Conviven tantas ediciones de Alicia, especialmente en el mercado anglosajón, que la forma de resolver el dilema sobre cuál de todas escoger se reduce a una afinidad estética a través de las cubiertas o de las ilustraciones que se mantienen fieles al canon clásico —principalmente Tenniel o Rackham, que en su momento supuso todo un revulsivo—, o aplican la enésima corriente artística a las apariencias de Alicia. Veamos qué le ha sucedido a la niña en esta ocasión, y apreciamos que Fernando Vicente se ha puesto a fantasear como si fuese un publicista enclaustrado en su cubículo de los (supuestos) felices cincuenta. Las figuras de sus ilustraciones parecen haber salido de los carteles y portadas de Norman Rockwell para asombrarse ante escenas más rocambolescas que un batido en la barra del bar, un partido de béisbol o la regañina de una profesora. Todas esas estampas cotidianas, forzadas a una celebración siempre sonriente y espasmódica por el carpe diem publicitario, son equiparables a las que vive Alicia, una Alicia de 1871, 1971 o un futuro 2071. Es lógico, según el universo carrolliano, que los tiempos y las épocas se solapen como si la superficie de un espejo pudiera doblarse y comparar el reflejo de un año con el de otros previos o posteriores, o con todas las variantes de imagen que ha experimentado Alicia a lo largo de su fama inmarcesible.
- - -
Retoma el texto sobre las ilustraciones de Alicia de Fernando Vicente y continúalo a partir de su última frase. Las líneas no tienen ningún papel en esto.

Datos registrados:
- - -
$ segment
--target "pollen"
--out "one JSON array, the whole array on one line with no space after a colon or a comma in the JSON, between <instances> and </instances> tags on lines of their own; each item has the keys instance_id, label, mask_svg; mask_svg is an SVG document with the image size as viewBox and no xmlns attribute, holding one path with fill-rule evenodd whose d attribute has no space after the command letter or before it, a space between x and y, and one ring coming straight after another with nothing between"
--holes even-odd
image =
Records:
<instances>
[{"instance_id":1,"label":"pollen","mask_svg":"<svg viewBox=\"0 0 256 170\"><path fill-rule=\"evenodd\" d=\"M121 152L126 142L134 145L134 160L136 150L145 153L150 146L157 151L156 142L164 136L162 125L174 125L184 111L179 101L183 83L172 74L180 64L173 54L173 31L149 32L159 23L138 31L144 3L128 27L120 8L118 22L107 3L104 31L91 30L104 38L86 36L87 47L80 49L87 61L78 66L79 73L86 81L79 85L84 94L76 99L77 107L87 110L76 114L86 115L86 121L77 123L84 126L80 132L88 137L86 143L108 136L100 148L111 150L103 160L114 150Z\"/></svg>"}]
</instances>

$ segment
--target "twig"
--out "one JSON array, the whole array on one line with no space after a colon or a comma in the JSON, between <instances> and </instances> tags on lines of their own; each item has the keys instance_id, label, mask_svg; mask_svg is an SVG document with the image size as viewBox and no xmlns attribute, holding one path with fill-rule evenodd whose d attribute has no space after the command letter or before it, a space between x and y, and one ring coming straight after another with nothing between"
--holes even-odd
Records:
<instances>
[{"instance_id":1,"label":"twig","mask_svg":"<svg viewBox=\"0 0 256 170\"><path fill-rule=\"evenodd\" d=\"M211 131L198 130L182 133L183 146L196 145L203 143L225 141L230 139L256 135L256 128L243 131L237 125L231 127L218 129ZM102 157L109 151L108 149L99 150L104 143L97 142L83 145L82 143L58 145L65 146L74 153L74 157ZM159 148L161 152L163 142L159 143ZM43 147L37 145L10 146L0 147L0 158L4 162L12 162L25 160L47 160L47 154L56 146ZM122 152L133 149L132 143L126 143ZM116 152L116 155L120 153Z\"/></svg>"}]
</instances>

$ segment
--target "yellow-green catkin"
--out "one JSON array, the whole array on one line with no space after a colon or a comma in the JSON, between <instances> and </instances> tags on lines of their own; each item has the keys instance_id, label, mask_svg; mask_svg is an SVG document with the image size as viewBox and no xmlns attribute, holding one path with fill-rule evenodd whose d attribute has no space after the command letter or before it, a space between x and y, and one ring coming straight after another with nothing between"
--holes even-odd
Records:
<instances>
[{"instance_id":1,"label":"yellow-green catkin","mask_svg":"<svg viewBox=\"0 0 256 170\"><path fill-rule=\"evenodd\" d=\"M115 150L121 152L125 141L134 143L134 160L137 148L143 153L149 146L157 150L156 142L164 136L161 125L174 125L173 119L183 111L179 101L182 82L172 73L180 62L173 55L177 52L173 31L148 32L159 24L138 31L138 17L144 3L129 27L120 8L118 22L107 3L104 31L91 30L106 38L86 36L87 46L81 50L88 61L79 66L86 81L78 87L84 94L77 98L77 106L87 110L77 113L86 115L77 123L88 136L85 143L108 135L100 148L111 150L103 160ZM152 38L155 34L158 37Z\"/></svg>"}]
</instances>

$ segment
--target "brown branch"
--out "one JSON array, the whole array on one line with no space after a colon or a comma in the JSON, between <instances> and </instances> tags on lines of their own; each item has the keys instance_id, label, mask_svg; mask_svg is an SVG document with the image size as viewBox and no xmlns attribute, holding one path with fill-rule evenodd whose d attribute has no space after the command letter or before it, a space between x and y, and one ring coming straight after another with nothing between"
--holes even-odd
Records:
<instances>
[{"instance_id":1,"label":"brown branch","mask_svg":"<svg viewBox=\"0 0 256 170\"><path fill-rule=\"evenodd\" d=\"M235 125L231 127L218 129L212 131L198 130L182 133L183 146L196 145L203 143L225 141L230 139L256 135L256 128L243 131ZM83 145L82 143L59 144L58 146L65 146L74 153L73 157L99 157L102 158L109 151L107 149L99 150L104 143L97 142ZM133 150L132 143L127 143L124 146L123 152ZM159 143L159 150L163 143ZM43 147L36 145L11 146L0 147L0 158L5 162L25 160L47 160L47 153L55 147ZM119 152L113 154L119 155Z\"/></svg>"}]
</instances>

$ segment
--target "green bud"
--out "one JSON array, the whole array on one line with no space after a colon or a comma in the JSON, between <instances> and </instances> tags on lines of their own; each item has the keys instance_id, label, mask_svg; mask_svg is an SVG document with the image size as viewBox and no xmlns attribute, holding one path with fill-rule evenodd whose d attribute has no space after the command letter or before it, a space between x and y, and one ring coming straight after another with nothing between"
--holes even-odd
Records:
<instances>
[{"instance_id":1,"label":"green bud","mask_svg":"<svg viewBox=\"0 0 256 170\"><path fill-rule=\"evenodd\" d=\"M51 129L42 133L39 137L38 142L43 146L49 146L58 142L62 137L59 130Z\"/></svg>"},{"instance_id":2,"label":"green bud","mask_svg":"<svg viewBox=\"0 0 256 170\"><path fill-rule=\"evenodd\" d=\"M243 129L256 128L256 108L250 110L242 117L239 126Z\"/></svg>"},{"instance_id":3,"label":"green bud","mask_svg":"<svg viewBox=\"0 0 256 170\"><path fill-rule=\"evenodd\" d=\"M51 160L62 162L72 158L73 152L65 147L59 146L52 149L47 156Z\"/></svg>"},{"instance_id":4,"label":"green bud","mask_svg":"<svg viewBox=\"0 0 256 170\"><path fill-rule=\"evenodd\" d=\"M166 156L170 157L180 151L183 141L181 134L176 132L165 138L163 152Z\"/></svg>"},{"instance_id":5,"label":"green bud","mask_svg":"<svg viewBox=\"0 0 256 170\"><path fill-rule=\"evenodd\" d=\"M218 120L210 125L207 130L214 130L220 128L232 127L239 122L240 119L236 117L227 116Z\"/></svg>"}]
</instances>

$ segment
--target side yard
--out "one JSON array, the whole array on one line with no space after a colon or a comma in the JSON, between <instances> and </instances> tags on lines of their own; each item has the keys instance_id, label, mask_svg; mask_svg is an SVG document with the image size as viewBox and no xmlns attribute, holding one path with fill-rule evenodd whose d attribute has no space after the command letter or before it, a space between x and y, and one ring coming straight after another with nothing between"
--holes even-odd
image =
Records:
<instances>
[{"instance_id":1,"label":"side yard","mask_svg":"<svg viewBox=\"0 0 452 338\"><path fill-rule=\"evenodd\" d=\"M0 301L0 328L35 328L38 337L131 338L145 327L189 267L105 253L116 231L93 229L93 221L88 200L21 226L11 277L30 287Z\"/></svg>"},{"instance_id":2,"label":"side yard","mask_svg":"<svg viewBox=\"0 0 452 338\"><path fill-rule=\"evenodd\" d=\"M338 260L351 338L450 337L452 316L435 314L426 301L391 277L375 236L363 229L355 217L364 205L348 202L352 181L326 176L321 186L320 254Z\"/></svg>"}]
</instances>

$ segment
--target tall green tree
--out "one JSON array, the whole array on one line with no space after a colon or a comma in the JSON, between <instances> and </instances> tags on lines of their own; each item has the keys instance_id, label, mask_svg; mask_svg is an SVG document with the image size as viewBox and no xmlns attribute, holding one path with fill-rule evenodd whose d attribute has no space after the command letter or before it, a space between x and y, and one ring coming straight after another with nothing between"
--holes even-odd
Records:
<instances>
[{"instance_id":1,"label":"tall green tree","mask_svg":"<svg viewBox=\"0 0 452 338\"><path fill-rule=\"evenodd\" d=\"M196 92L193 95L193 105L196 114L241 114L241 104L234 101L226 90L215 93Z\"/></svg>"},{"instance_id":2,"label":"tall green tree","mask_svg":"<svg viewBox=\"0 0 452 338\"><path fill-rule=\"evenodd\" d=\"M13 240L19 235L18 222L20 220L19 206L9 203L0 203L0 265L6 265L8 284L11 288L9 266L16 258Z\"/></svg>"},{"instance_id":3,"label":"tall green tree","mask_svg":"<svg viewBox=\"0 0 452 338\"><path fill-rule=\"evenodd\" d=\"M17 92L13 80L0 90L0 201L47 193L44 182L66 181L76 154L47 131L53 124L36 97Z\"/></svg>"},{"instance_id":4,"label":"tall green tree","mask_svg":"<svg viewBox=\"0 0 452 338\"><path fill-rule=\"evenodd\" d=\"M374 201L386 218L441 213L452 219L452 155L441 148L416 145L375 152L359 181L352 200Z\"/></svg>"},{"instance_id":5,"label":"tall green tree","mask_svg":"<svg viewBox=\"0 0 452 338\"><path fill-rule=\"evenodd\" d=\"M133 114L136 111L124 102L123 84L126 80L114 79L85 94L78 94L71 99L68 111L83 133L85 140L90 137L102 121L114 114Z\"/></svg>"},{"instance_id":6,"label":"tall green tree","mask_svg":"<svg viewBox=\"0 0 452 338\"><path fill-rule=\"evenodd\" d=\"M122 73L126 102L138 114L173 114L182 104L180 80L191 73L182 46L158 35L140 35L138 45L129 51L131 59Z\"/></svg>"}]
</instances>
- - -
Tu respuesta:
Esa manera de ofrecer el clásico, fundándolo en un gran formato, con enormes láminas e incluso de doble página a todo color, apostando por una paleta vibrante, de texturas blandas y trazo exquisito, constituye una vía de entrada muy favorecedora para los primeros lectores, quienes desarrollan la fijeza inicial por el aspecto de los adultos —«¡qué aburrimiento de libro, no tiene dibujos!»— antes de la curiosidad acerca de quiénes son o qué representan en su marco de la realidad. Alicia en pop up, Alicia en película de animación, Alicia en cuadros en blanco y negro o en estas bellísimas recreaciones de Fernando Vicente —ilustrador ya ducho en cuanto a recrear con originalidad clásicos que se nos antojan fosilizados—. Pero la apariencia, tan pulcra como el traje de día festivo bien planchado y con los lazos impecables del delantal y el cabello, se completa con ese otro lado que el lector niño descubrirá más adelante, y que al adulto puede ocurrírsele revisar sobre el personaje que creía conocer tan al dedillo.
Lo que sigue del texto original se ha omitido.